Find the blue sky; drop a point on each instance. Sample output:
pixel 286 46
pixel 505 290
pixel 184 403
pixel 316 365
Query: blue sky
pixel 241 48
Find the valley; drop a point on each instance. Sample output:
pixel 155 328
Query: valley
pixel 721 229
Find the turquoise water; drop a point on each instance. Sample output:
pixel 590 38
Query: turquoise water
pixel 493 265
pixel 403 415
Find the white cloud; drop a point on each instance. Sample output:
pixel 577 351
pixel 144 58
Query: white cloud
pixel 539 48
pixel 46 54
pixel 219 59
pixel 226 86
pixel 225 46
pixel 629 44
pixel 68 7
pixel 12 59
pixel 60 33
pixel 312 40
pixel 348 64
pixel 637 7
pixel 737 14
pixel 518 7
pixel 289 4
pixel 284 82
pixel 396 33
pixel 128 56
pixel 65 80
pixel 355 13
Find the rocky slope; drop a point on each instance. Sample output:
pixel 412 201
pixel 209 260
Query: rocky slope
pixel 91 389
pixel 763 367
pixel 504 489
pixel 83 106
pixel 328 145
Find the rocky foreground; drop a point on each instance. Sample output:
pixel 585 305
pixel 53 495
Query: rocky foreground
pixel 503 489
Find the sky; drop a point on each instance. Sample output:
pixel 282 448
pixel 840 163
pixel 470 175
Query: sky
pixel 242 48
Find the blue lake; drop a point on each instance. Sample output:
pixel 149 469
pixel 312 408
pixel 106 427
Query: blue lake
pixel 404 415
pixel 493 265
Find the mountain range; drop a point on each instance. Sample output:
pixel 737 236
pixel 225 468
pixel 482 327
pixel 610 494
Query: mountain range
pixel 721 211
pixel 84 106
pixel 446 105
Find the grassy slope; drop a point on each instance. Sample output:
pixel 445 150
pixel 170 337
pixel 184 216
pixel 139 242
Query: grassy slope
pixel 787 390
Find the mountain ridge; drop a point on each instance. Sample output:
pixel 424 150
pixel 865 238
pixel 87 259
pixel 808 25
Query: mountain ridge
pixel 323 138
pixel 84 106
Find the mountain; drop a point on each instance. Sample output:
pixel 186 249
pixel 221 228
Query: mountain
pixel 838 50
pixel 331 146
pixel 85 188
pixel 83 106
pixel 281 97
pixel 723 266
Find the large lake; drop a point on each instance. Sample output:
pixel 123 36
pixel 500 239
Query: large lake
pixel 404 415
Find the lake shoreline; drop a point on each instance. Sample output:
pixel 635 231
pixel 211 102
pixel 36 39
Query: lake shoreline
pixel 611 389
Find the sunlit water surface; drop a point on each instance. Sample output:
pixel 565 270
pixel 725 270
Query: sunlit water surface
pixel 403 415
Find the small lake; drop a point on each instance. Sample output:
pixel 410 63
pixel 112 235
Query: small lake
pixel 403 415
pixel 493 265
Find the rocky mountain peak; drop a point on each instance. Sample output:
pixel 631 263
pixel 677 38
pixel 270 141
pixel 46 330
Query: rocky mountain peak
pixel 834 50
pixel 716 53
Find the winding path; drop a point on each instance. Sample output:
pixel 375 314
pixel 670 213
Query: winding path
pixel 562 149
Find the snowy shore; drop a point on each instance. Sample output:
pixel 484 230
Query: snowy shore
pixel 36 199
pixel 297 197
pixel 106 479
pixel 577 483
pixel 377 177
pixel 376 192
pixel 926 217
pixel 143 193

Exercise task: Rewrite all of the rows above, replacing "drop a point" with "place a marker" every time it occurs and changing nothing else.

Correct answer:
Find the blue sky; place a marker on each instance. Sample output:
pixel 286 46
pixel 505 290
pixel 184 403
pixel 316 365
Query: blue sky
pixel 241 48
Find the valley; place a marker on each instance. Sample output:
pixel 155 328
Query: valley
pixel 721 229
Find the turquoise water; place a marker on each instance. Sample output:
pixel 590 38
Query: turquoise water
pixel 493 265
pixel 403 415
Find the white cloud; place a marker on each instance. Sample output:
pixel 577 351
pixel 144 58
Query: white cloud
pixel 539 48
pixel 46 54
pixel 219 59
pixel 226 86
pixel 225 46
pixel 629 44
pixel 68 7
pixel 12 59
pixel 60 33
pixel 312 40
pixel 348 64
pixel 637 7
pixel 737 14
pixel 518 7
pixel 289 4
pixel 284 82
pixel 396 33
pixel 128 56
pixel 65 80
pixel 355 13
Find the rocky slope; place a marker on each instance. Sample output:
pixel 412 201
pixel 209 260
Query: rocky slope
pixel 91 389
pixel 763 367
pixel 504 489
pixel 83 106
pixel 328 145
Find the rocky foreground; place a marker on each instance. Sample output:
pixel 585 305
pixel 53 495
Query: rocky foreground
pixel 503 489
Find the sky; place a marker on each instance. Sample output:
pixel 282 448
pixel 840 163
pixel 470 175
Query: sky
pixel 242 48
Find the blue lake; place a marker on each instance. Sample output:
pixel 149 469
pixel 312 408
pixel 106 427
Query: blue lake
pixel 404 415
pixel 493 265
Find the mountain range; place a marker on each instance. Sample output:
pixel 737 236
pixel 225 468
pixel 482 327
pixel 610 494
Query: mountain range
pixel 721 211
pixel 84 106
pixel 446 105
Find the grassy slope; place a marker on each instance. Sample output:
pixel 445 150
pixel 170 337
pixel 184 216
pixel 139 242
Query: grassy slope
pixel 787 390
Find the mountain ridge; place a marker on each instance. Sample output:
pixel 424 150
pixel 865 238
pixel 87 259
pixel 808 25
Query: mountain ridge
pixel 323 138
pixel 84 106
Find the mountain; place a marker on each instance. Sample output:
pixel 186 249
pixel 221 228
Query: mountain
pixel 838 50
pixel 331 146
pixel 85 188
pixel 83 106
pixel 281 97
pixel 723 266
Find the large lake; place a marker on each instance. Sample output:
pixel 123 36
pixel 500 239
Query: large lake
pixel 404 415
Find the lake shoreline; place a marker on each instance. Sample output:
pixel 635 231
pixel 211 102
pixel 36 39
Query: lake shoreline
pixel 611 389
Find the sunlit water surface; place a marker on each instance. Sample output:
pixel 565 270
pixel 725 270
Query: sunlit water surface
pixel 403 415
Find the small lake; place a marker on each instance. Sample output:
pixel 410 63
pixel 112 235
Query: small lake
pixel 403 415
pixel 493 265
Find the rocky mountain peak; place a marker on each instance. Sample output:
pixel 631 263
pixel 677 38
pixel 270 141
pixel 46 330
Query: rocky mountain peak
pixel 834 50
pixel 716 53
Find the winding path; place a marker on each instance. Sample output:
pixel 375 314
pixel 670 213
Query: winding path
pixel 562 149
Find the snowy shore; place a marker on each instance. Sample output:
pixel 484 230
Query: snowy shore
pixel 36 199
pixel 297 197
pixel 106 479
pixel 577 483
pixel 377 177
pixel 376 192
pixel 926 217
pixel 143 193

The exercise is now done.